■ Goal ■
How many lines in the records below contain the string "dark"? Case matters. Reply with the number alone.

── Data supplied

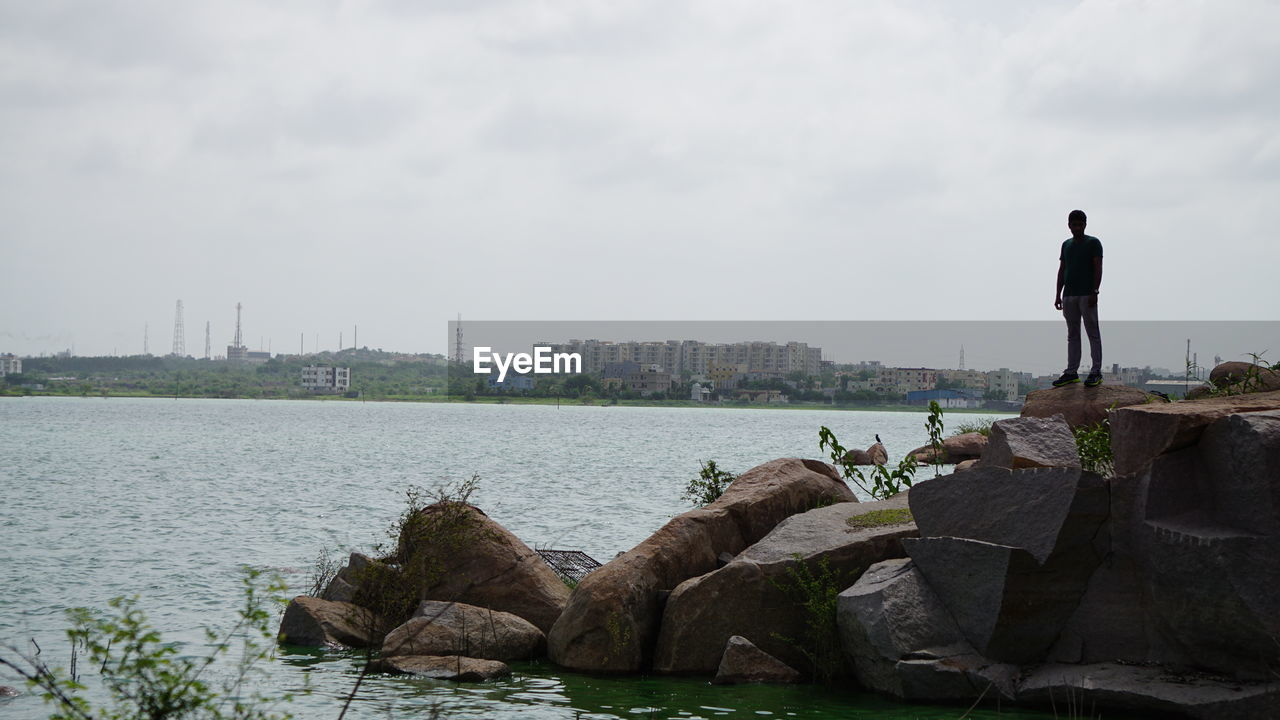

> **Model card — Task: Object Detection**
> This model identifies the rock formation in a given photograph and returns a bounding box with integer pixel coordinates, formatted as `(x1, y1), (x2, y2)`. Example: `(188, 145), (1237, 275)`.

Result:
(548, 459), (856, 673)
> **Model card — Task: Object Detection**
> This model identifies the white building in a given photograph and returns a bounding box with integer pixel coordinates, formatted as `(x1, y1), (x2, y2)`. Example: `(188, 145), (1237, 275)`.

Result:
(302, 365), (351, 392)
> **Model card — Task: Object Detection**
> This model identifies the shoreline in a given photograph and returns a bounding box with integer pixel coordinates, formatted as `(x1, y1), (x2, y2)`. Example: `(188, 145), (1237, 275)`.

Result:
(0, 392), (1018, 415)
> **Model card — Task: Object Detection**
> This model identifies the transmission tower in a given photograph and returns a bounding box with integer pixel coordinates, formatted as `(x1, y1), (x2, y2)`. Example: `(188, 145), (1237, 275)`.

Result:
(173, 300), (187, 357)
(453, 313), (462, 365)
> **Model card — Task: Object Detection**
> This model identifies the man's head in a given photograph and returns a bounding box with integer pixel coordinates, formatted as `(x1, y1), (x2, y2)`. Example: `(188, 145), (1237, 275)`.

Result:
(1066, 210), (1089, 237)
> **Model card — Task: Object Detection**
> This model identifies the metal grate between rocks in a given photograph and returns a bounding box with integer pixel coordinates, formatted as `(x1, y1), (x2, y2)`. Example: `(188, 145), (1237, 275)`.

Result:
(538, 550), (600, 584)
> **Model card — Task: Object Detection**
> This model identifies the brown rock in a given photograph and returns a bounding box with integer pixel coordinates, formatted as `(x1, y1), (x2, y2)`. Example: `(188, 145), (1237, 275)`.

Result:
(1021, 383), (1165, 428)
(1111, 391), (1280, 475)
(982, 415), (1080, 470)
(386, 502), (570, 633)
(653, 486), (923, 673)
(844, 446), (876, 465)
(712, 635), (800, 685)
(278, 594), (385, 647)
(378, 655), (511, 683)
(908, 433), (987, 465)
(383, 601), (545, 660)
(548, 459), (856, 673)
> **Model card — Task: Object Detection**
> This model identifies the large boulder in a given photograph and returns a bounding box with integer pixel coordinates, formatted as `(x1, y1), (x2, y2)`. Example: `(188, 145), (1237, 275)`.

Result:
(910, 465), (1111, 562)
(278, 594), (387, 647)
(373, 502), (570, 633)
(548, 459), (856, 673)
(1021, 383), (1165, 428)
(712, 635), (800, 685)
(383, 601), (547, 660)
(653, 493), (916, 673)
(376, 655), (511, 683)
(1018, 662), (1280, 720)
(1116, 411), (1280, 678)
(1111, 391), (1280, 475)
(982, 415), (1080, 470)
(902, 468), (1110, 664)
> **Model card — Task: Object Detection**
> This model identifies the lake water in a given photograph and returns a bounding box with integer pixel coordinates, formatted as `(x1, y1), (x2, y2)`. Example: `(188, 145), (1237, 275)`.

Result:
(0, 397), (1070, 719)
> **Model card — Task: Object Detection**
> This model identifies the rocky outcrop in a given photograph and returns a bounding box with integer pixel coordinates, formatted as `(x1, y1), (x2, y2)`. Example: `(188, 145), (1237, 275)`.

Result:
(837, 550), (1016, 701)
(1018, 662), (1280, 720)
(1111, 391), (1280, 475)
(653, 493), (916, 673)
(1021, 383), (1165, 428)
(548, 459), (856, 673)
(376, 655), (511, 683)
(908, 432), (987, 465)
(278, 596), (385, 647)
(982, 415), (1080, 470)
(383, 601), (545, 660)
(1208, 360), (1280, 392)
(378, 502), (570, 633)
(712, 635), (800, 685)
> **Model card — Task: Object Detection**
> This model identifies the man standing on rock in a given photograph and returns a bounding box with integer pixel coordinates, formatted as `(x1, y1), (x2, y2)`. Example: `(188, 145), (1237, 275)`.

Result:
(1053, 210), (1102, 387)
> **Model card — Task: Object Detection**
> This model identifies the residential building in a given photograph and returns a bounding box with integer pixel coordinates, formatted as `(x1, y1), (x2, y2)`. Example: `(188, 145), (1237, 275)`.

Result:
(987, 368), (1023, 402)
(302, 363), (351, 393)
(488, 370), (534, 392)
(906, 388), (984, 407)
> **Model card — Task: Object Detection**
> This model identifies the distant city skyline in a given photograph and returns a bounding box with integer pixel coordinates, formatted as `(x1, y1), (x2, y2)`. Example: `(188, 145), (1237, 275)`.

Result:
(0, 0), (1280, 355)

────
── Data supplied

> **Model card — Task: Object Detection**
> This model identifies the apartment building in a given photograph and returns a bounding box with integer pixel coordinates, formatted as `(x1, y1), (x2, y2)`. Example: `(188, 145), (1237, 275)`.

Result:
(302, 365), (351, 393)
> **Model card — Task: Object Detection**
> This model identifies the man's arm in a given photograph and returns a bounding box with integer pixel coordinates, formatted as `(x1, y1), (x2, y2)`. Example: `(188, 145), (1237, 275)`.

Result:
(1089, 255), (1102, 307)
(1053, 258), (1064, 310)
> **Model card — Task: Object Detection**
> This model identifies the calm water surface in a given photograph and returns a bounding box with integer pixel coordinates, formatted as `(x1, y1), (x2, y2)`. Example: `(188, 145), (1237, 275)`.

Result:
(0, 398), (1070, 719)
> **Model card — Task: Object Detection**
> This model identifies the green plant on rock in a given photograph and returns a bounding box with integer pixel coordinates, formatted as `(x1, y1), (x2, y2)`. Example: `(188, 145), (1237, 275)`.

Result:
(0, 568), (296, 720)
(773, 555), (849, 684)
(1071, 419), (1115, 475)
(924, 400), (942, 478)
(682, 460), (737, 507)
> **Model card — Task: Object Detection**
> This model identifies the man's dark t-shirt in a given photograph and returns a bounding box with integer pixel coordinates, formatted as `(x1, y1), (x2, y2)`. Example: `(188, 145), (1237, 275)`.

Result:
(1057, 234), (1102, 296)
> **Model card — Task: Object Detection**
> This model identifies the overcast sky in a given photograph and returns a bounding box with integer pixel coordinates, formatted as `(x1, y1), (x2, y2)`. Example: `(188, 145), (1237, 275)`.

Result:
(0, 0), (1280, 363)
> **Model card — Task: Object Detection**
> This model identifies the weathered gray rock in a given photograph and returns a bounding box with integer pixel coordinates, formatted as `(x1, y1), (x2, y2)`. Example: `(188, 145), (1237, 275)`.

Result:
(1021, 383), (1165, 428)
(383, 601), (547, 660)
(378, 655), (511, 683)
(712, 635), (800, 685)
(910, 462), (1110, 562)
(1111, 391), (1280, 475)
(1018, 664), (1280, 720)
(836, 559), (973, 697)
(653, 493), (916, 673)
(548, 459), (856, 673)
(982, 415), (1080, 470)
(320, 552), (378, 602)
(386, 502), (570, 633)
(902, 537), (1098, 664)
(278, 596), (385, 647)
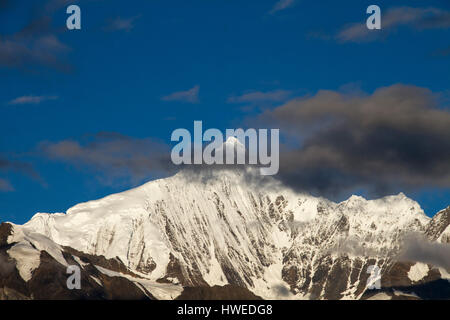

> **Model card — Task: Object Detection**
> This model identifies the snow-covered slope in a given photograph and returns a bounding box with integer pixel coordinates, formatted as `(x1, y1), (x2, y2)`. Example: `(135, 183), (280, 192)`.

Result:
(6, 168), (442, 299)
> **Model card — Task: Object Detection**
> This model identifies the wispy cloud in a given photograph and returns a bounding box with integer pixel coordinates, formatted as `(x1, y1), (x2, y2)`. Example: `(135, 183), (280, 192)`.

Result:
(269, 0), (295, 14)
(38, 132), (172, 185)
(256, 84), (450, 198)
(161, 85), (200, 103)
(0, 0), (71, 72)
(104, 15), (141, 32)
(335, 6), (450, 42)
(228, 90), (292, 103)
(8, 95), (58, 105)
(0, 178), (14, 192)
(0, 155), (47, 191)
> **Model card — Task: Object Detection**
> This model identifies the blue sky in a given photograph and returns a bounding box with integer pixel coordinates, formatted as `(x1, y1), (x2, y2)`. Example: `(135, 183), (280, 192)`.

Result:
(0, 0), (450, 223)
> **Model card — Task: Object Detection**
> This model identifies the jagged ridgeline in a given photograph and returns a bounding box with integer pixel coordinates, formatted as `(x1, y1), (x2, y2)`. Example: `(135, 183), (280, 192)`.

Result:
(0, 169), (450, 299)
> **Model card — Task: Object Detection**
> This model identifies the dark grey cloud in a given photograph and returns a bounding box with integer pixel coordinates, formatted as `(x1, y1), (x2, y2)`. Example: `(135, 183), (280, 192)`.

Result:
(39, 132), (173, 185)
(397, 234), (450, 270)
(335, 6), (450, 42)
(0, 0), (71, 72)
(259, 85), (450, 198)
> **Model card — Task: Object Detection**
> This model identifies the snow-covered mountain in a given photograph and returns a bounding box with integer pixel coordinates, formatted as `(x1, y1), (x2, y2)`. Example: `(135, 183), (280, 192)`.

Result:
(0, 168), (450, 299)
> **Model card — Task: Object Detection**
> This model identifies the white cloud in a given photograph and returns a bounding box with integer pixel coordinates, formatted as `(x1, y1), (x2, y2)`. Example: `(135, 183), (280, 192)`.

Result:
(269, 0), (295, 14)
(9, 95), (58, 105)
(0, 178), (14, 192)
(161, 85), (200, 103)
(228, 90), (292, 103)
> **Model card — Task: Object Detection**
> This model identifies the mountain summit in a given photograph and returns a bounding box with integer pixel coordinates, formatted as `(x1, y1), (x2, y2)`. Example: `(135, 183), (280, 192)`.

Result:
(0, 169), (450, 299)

────
── Data supplied

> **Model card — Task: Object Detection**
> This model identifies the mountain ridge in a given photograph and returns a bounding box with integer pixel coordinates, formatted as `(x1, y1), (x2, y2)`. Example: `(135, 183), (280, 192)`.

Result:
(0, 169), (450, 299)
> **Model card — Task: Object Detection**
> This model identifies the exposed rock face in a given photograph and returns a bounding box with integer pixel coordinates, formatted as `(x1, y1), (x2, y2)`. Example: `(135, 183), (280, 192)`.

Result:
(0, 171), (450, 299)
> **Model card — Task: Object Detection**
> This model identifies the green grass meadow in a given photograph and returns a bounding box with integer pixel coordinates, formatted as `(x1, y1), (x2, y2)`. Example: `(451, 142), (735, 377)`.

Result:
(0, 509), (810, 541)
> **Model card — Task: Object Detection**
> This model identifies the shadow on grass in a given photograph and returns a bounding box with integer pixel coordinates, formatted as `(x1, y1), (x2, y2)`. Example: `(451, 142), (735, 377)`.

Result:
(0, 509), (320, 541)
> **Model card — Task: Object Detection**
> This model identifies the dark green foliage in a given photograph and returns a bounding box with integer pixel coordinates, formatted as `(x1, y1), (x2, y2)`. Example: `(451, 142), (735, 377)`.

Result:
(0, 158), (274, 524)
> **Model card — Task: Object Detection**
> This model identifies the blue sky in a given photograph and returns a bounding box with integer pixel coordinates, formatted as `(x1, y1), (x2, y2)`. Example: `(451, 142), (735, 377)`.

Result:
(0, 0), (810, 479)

────

■ Reply to the exercise ■
3